Problems and tasks ::
• 1. Print the part of the text on alexithymia from "Alexithymia is when" up to and including "richer life experiences.".
• 2. Does the text on alexithymia agree with each statement below? Answer yes or no for each, and quote the words of the text that decide it. (a) Alexithymia means a person cannot express, tell apart, and name emotions. (b) Babies learn to tell emotions apart only after they learn language. (c) Emotions are felt only in the mind, not in the body.

Most of us learn early- before we even learn language- how to express and tell the difference between emotions. Babies learn this when they see their emotions amplified on the face of a caring parent or caregiver. Most caregiver’s intuitively sense and mirror back an infant’s emotional state, this mirroring-in-the-face-of-a-parent helps a child’s brain begin to know and recognize their emotions, eventually enabling the infant to feel their feelings openly- without shame- and communicate their feelings with words.
Alexithymia is when a person is not able to express, tell the difference between, and name emotions.
Alexithymia can have a number of causes, but commonly it’s a result of a caregiver being unable to be with their child in this way due to absence (physical or psychological- such as postpartum depression), trauma, or their own difficulty understanding their own emotions.
Psychodynamic therapy addresses alexithymia by offering to clients the attunement and mirroring of emotion that might have been missing in earlier relationships. Over time, this type of therapy can strengthen the neural pathways in the brain that make it possible to feel, and be aware of, our feelings, helping people develop a wider emotional range and richer life experiences.
Emotions are experienced throughout the body. We can learn to recognize a particular emotion by learning to recognize and name the associated body sensations.
Simply seeing our emotion mirrored on the face of an attentive listener can grow the capacity to recognize our own emotions.
In psychodynamic therapy, the therapist notices the feelings stirred in themselves, and begins to put words to these emotions for their client.

Listed entries ::
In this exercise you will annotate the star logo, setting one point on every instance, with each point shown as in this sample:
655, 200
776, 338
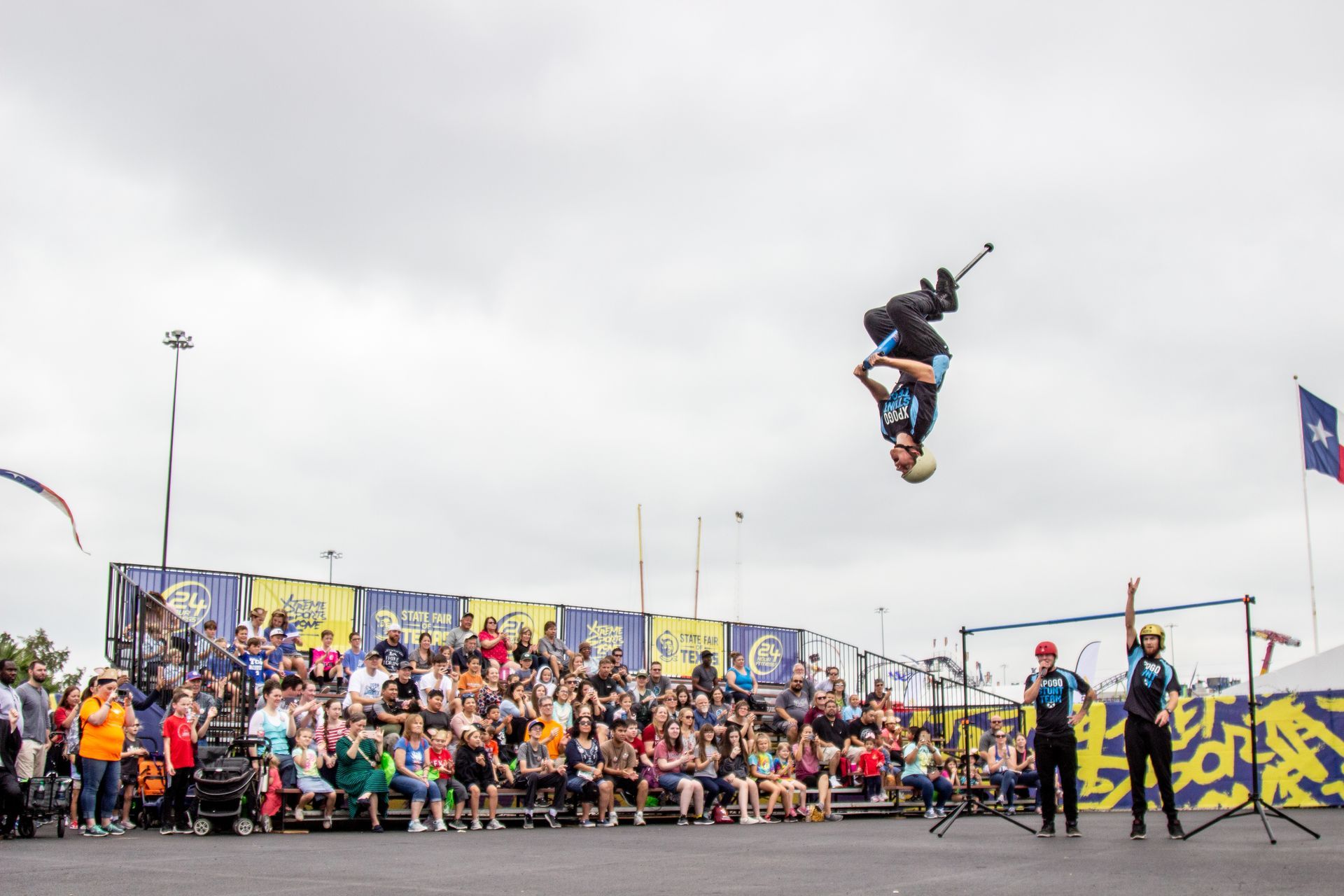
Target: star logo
1320, 433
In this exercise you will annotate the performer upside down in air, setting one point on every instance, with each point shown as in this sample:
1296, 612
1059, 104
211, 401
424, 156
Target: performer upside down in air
907, 343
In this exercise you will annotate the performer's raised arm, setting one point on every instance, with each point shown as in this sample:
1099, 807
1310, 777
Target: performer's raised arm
1130, 636
878, 391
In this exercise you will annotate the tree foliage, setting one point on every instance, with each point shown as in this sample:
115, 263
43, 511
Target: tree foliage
38, 647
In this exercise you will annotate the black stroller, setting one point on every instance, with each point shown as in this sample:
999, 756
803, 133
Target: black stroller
230, 788
45, 801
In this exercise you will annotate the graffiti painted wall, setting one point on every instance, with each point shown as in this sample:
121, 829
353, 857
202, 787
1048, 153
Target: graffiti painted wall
1301, 751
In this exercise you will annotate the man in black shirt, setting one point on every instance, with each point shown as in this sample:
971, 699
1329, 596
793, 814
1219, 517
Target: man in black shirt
393, 650
834, 732
1154, 692
705, 676
907, 343
1053, 691
605, 685
470, 650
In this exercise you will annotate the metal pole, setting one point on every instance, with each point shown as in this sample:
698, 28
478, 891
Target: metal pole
638, 524
1307, 516
695, 610
176, 340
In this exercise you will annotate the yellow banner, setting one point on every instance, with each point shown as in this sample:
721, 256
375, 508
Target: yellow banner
514, 617
678, 644
311, 608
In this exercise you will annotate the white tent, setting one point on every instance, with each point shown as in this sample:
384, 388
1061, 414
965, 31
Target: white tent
1323, 672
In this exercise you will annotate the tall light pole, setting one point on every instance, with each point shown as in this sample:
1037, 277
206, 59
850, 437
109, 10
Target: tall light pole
737, 580
176, 340
331, 556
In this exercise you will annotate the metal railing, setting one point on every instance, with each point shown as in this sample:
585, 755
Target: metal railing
156, 649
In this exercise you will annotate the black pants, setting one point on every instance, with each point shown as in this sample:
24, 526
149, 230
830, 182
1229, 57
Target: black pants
1058, 751
907, 315
11, 799
1145, 742
537, 780
176, 797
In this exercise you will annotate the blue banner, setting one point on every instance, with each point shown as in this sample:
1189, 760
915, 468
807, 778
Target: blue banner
195, 597
606, 629
416, 613
771, 653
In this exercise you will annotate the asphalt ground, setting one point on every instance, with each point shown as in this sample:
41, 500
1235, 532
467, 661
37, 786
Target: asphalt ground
983, 856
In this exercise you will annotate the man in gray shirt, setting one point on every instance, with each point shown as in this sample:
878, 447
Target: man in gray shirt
792, 704
8, 696
35, 707
538, 771
456, 638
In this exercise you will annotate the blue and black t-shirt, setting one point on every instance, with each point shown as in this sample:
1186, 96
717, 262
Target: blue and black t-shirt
1056, 700
1151, 679
913, 406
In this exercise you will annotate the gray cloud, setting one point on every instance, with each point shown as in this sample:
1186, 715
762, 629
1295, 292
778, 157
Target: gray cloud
470, 284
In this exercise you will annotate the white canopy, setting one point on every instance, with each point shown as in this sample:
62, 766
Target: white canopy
1323, 672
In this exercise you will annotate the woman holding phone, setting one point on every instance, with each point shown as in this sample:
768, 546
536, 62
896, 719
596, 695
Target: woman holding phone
105, 716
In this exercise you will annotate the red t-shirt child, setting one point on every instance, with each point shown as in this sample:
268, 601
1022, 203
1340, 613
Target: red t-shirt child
178, 741
442, 761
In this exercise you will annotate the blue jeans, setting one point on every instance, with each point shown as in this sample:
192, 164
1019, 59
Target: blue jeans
101, 786
941, 785
1008, 782
416, 789
717, 789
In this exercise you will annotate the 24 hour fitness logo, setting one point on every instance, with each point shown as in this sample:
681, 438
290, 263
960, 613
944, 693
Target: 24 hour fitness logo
515, 622
604, 637
190, 601
765, 654
667, 645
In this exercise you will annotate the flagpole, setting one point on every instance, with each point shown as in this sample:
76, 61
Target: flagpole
1307, 516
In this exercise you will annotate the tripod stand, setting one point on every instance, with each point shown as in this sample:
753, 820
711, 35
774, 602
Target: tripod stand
1254, 804
971, 799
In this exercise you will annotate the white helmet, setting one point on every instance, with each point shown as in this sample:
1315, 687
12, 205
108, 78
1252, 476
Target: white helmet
924, 468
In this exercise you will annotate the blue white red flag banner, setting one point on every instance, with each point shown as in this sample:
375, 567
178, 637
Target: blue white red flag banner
59, 503
1322, 435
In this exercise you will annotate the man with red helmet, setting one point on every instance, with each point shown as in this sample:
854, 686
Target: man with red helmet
1149, 701
1053, 691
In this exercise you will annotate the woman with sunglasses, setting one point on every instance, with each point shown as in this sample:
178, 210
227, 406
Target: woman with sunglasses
675, 761
584, 762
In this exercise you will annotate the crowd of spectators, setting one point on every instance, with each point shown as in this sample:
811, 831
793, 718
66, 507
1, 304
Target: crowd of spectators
449, 726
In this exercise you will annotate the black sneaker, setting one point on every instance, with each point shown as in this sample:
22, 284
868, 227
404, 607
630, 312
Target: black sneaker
946, 290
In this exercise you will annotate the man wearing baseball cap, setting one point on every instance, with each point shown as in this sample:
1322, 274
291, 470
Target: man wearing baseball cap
1053, 691
539, 771
1151, 697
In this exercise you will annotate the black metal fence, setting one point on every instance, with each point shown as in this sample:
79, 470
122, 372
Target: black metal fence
156, 649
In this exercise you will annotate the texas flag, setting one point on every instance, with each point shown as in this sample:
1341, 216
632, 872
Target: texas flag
1320, 435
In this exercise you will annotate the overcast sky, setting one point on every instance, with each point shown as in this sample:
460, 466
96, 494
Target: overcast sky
470, 281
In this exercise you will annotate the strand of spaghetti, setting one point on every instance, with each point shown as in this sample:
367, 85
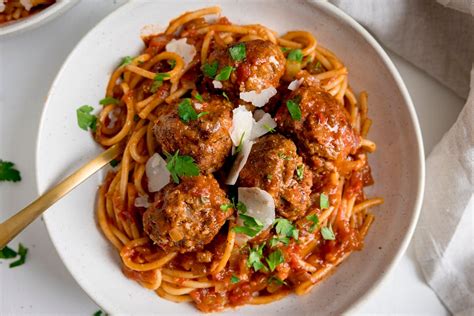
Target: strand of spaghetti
287, 43
225, 28
188, 16
331, 73
367, 203
311, 42
369, 219
205, 46
368, 145
173, 298
265, 299
188, 283
134, 141
229, 245
102, 219
181, 274
174, 290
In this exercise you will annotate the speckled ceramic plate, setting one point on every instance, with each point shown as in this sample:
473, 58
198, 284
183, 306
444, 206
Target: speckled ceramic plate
398, 165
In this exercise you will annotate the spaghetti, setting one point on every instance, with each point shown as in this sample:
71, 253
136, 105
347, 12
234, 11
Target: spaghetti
219, 276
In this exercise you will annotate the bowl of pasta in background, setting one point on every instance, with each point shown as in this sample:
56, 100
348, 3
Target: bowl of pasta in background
36, 16
398, 164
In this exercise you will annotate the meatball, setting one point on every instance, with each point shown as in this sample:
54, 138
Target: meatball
324, 131
274, 166
206, 138
185, 217
262, 67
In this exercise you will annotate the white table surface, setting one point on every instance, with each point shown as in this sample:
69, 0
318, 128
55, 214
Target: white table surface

Exercise results ::
• 1.
Alexithymia is when a person is not able to express, tell the difference between, and name emotions.
Alexithymia can have a number of causes, but commonly it’s a result of a caregiver being unable to be with their child in this way due to absence (physical or psychological- such as postpartum depression), trauma, or their own difficulty understanding their own emotions.
Psychodynamic therapy addresses alexithymia by offering to clients the attunement and mirroring of emotion that might have been missing in earlier relationships. Over time, this type of therapy can strengthen the neural pathways in the brain that make it possible to feel, and be aware of, our feelings, helping people develop a wider emotional range and richer life experiences.

• 2.
(a) Yes: "Alexithymia is when a person is not able to express, tell the difference between, and name emotions."
(b) No: "Most of us learn early- before we even learn language- how to express and tell the difference between emotions."
(c) No: "Emotions are experienced throughout the body."